§ **EXTRACTED TEXT**:
● ● ● ● ● ● ●

Fourth, the 1948–1950 Sandia documents are the kind of historical archival material the corpus has long treated as the under-discussed deep background of the modern UAP era. The post-1945 period — opening with the atomic-weapons inauguration of the Aquarian age's first datable signs, in the corpus's §III reading — saw a sustained pattern of unresolved aerial-anomaly reports at nuclear weapons facilities specifically. The Sandia documents do not, by themselves, prove the alliance-monitoring hypothesis the corpus develops elsewhere, but they place primary-source material from that period and that class of site into the public record for the first time at institutional scale.
Where this sits in the broader trajectory
Wheel of Heaven interpretation, marked as such. The first dispatch in this series treated the disclosure trajectory and the broader political trajectory as separable objects of analysis. That distinction holds here. What can be said with confidence about Release 02, on its own terms, is that the program's structural durability has now been demonstrated across a second instance — and that the second instance is materially more substantive than the first, both in image quality and in the categories of phenomena being placed on the public record. The transmedium acknowledgment and the deep-archival Sandia material are not minor expansions; they are the kind of material that previous administrations across both parties have consistently declined to release in indexed, citable form. The fact that this material is now on a dot-gov domain, with the U.S. Department of War's institutional signature attached, is the structural development the corpus is tracking.

● ● ● ● ● ● ●

§ **RAW DATA**:
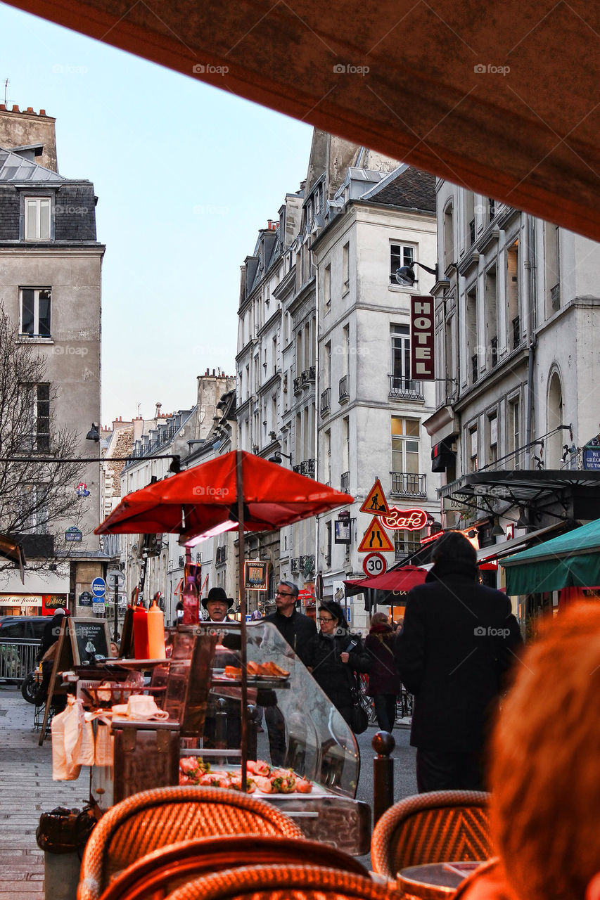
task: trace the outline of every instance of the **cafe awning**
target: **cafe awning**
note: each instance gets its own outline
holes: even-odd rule
[[[543,593],[600,584],[600,520],[502,560],[506,593]]]
[[[11,2],[600,240],[594,4]]]

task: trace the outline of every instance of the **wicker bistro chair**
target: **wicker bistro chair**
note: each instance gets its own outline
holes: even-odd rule
[[[327,866],[368,875],[364,866],[335,847],[297,838],[234,834],[195,838],[155,850],[120,872],[100,900],[159,900],[179,885],[223,869],[274,863]]]
[[[489,794],[441,790],[408,796],[384,813],[371,838],[371,863],[395,878],[401,868],[428,862],[487,860]]]
[[[156,788],[116,804],[84,850],[77,900],[97,900],[112,877],[151,850],[219,834],[304,838],[291,819],[263,800],[223,788]]]
[[[368,878],[323,866],[244,866],[196,878],[167,900],[400,900]]]

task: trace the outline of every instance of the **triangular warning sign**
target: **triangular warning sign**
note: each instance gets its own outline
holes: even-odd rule
[[[360,541],[359,553],[372,554],[374,550],[383,553],[394,550],[394,544],[377,516],[374,516],[371,519],[371,524],[365,532],[365,536]]]
[[[370,512],[373,516],[389,516],[389,507],[378,478],[367,494],[359,512]]]

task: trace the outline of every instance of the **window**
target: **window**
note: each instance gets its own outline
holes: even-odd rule
[[[325,308],[325,314],[329,312],[332,306],[332,266],[331,264],[325,266],[323,274],[323,300]]]
[[[50,239],[50,198],[25,197],[25,240]]]
[[[469,472],[477,471],[477,426],[468,432]]]
[[[411,266],[414,261],[414,248],[409,244],[390,244],[389,245],[389,282],[390,284],[397,284],[395,280],[396,269],[403,266]],[[419,281],[419,274],[414,271],[414,284]]]
[[[343,278],[342,293],[350,291],[350,244],[344,244],[341,248],[341,272]]]
[[[392,416],[392,472],[419,472],[420,425],[418,418]]]
[[[21,515],[23,525],[20,532],[30,535],[45,535],[48,525],[48,489],[45,484],[20,485]]]
[[[50,288],[21,288],[21,334],[50,338],[51,292]]]
[[[28,423],[23,450],[50,453],[50,384],[26,384]]]
[[[498,458],[498,418],[495,413],[487,419],[487,463],[495,463]]]
[[[390,325],[392,391],[410,390],[411,338],[407,325]]]

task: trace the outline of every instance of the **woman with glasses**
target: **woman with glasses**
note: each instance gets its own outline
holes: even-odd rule
[[[317,614],[319,634],[307,647],[307,665],[322,690],[350,724],[356,673],[368,671],[370,658],[359,634],[351,634],[343,609],[324,600]]]

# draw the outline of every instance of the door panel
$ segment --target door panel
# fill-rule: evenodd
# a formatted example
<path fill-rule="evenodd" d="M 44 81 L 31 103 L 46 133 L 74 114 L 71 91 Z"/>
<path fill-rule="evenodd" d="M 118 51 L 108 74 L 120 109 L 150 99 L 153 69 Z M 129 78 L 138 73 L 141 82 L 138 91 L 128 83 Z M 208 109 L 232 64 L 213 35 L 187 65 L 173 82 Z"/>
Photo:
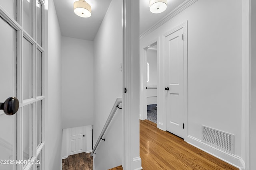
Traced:
<path fill-rule="evenodd" d="M 42 46 L 42 8 L 41 2 L 36 0 L 36 41 Z"/>
<path fill-rule="evenodd" d="M 22 124 L 23 134 L 23 157 L 22 160 L 28 160 L 32 157 L 32 105 L 23 108 Z"/>
<path fill-rule="evenodd" d="M 32 97 L 32 44 L 26 38 L 23 38 L 22 80 L 23 100 Z"/>
<path fill-rule="evenodd" d="M 32 1 L 23 0 L 22 27 L 32 36 Z"/>
<path fill-rule="evenodd" d="M 183 29 L 166 37 L 166 130 L 184 137 Z"/>
<path fill-rule="evenodd" d="M 0 102 L 2 103 L 16 96 L 16 31 L 1 18 L 0 27 Z M 16 160 L 16 115 L 7 115 L 0 110 L 0 160 Z M 0 164 L 0 169 L 15 169 L 15 165 Z"/>
<path fill-rule="evenodd" d="M 69 129 L 70 151 L 68 155 L 77 154 L 85 152 L 84 127 L 73 127 Z"/>
<path fill-rule="evenodd" d="M 38 2 L 0 0 L 0 102 L 12 96 L 20 101 L 14 115 L 0 110 L 0 160 L 34 160 L 40 154 L 42 169 L 45 156 L 44 76 L 47 77 L 42 28 L 43 19 L 47 18 L 42 16 L 44 1 Z M 24 168 L 34 170 L 36 166 L 0 164 L 0 170 Z"/>
<path fill-rule="evenodd" d="M 10 16 L 16 20 L 16 0 L 0 0 L 0 6 L 6 11 Z"/>

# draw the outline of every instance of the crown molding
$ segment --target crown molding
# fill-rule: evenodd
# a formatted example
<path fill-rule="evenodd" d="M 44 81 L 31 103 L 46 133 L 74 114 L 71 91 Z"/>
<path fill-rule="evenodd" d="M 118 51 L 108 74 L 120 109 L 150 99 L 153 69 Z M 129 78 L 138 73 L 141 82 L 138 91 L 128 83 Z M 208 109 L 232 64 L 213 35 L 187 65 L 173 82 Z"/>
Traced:
<path fill-rule="evenodd" d="M 142 39 L 197 1 L 198 0 L 186 0 L 141 34 L 140 36 L 140 39 Z"/>

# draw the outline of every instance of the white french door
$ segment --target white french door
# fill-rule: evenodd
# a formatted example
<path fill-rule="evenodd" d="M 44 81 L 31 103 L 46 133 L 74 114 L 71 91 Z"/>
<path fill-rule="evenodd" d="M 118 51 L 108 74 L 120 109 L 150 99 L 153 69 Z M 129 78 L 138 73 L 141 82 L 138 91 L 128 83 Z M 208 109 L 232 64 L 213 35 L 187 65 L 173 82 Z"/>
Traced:
<path fill-rule="evenodd" d="M 166 130 L 184 138 L 183 29 L 165 37 Z"/>
<path fill-rule="evenodd" d="M 0 169 L 44 169 L 44 0 L 0 0 Z"/>

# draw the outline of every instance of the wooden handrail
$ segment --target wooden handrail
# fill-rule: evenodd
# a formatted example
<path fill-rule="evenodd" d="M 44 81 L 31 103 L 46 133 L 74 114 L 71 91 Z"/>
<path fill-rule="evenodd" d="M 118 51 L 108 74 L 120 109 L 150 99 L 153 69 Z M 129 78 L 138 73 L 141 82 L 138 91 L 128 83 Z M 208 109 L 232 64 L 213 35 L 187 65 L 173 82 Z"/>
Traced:
<path fill-rule="evenodd" d="M 111 111 L 110 112 L 110 113 L 109 115 L 108 116 L 108 119 L 107 119 L 107 121 L 106 121 L 106 123 L 105 123 L 105 125 L 104 125 L 104 127 L 103 127 L 103 129 L 102 129 L 102 131 L 100 135 L 100 136 L 99 136 L 99 137 L 98 139 L 98 140 L 97 140 L 97 142 L 96 142 L 96 143 L 94 145 L 94 147 L 93 148 L 93 149 L 92 149 L 92 151 L 91 153 L 91 156 L 92 156 L 93 155 L 93 154 L 95 154 L 94 152 L 95 151 L 95 150 L 96 150 L 97 147 L 98 147 L 99 144 L 100 144 L 100 141 L 102 141 L 102 140 L 105 140 L 104 139 L 102 139 L 102 138 L 104 135 L 104 134 L 105 134 L 105 132 L 106 132 L 106 130 L 108 129 L 108 125 L 109 125 L 110 122 L 111 122 L 111 120 L 112 120 L 112 119 L 113 118 L 114 115 L 115 115 L 115 113 L 116 113 L 116 110 L 118 108 L 122 109 L 122 108 L 120 108 L 119 107 L 119 105 L 121 103 L 122 103 L 122 98 L 117 98 L 116 100 L 116 102 L 115 102 L 115 104 L 113 106 L 113 107 L 112 108 Z"/>

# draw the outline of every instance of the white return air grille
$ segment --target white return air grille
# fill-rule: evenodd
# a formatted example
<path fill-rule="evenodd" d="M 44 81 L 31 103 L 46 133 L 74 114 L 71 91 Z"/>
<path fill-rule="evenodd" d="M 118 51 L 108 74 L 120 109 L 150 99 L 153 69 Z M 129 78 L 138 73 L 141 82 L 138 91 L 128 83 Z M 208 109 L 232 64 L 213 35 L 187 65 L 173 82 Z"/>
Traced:
<path fill-rule="evenodd" d="M 202 125 L 202 141 L 234 154 L 234 135 Z"/>

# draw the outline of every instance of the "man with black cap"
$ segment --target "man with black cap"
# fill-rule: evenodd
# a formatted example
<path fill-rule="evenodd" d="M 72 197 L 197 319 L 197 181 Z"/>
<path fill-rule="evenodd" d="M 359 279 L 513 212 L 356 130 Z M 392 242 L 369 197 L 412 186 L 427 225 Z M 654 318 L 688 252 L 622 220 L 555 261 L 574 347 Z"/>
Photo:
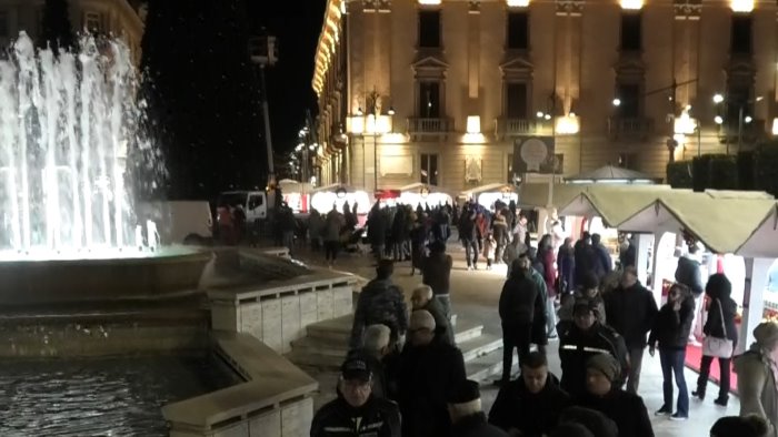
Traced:
<path fill-rule="evenodd" d="M 449 295 L 451 284 L 451 266 L 453 260 L 446 253 L 446 243 L 435 241 L 429 245 L 429 255 L 421 264 L 421 282 L 432 288 L 435 298 L 446 314 L 446 318 L 451 319 L 451 298 Z"/>
<path fill-rule="evenodd" d="M 481 393 L 475 380 L 462 380 L 448 399 L 452 437 L 508 437 L 502 429 L 487 424 Z"/>
<path fill-rule="evenodd" d="M 577 301 L 572 309 L 572 324 L 559 332 L 559 358 L 562 367 L 561 387 L 572 397 L 586 392 L 586 362 L 597 354 L 608 354 L 620 364 L 619 379 L 629 372 L 629 356 L 624 338 L 611 327 L 597 321 L 597 303 Z"/>
<path fill-rule="evenodd" d="M 370 281 L 359 294 L 353 312 L 350 349 L 362 347 L 365 327 L 381 324 L 391 329 L 391 343 L 406 335 L 408 329 L 408 307 L 402 289 L 395 285 L 391 275 L 395 263 L 381 260 L 376 267 L 376 278 Z"/>
<path fill-rule="evenodd" d="M 578 405 L 596 409 L 616 423 L 619 437 L 654 437 L 646 404 L 617 385 L 621 368 L 610 354 L 596 354 L 586 363 L 586 393 Z"/>
<path fill-rule="evenodd" d="M 400 437 L 400 411 L 391 400 L 372 396 L 372 374 L 362 357 L 341 366 L 338 398 L 313 416 L 311 437 Z"/>
<path fill-rule="evenodd" d="M 511 435 L 541 437 L 553 429 L 559 414 L 570 405 L 570 396 L 548 372 L 546 355 L 536 350 L 521 362 L 519 378 L 500 387 L 489 423 Z"/>

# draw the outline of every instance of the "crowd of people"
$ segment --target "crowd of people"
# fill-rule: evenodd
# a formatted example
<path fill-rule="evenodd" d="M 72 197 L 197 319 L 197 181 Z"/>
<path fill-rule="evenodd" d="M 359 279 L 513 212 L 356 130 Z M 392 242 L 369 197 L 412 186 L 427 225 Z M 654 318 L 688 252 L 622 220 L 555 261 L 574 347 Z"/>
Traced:
<path fill-rule="evenodd" d="M 452 261 L 446 241 L 451 222 L 459 230 L 469 270 L 477 268 L 479 254 L 487 268 L 508 265 L 498 305 L 503 368 L 488 413 L 481 407 L 479 385 L 466 377 L 450 322 Z M 515 205 L 498 204 L 491 214 L 475 204 L 429 212 L 376 205 L 368 226 L 375 226 L 368 238 L 377 275 L 357 303 L 338 397 L 317 413 L 312 437 L 654 436 L 638 394 L 644 352 L 659 352 L 664 375 L 664 404 L 654 414 L 688 419 L 684 366 L 702 295 L 710 302 L 702 331 L 718 343 L 729 342 L 729 352 L 706 346 L 691 396 L 705 398 L 710 364 L 718 357 L 721 388 L 715 402 L 726 407 L 736 331 L 731 284 L 722 273 L 702 286 L 700 275 L 690 274 L 681 257 L 677 282 L 658 307 L 638 281 L 629 238 L 621 242 L 616 265 L 599 235 L 584 233 L 573 244 L 555 233 L 557 223 L 535 248 L 527 217 Z M 415 231 L 422 233 L 417 242 Z M 410 308 L 392 281 L 395 262 L 407 260 L 422 274 Z M 757 342 L 735 357 L 741 417 L 721 418 L 711 436 L 776 437 L 778 325 L 764 323 L 754 334 Z M 555 337 L 560 375 L 550 372 L 546 355 Z M 512 374 L 515 349 L 518 376 Z"/>

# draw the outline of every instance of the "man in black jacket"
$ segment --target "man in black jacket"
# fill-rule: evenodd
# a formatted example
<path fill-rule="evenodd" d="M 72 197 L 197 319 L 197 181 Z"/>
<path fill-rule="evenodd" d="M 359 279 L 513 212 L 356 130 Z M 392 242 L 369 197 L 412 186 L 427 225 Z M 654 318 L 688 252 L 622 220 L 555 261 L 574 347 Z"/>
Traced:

● ● ● ● ● ● ●

§ **ABOUT THIS EXERCISE**: Reproduce everything in the UAP disclosure text from "Fourth, the 1948–1950" down to "at institutional scale.", word for word.

§ **RESULT**:
Fourth, the 1948–1950 Sandia documents are the kind of historical archival material the corpus has long treated as the under-discussed deep background of the modern UAP era. The post-1945 period — opening with the atomic-weapons inauguration of the Aquarian age's first datable signs, in the corpus's §III reading — saw a sustained pattern of unresolved aerial-anomaly reports at nuclear weapons facilities specifically. The Sandia documents do not, by themselves, prove the alliance-monitoring hypothesis the corpus develops elsewhere, but they place primary-source material from that period and that class of site into the public record for the first time at institutional scale.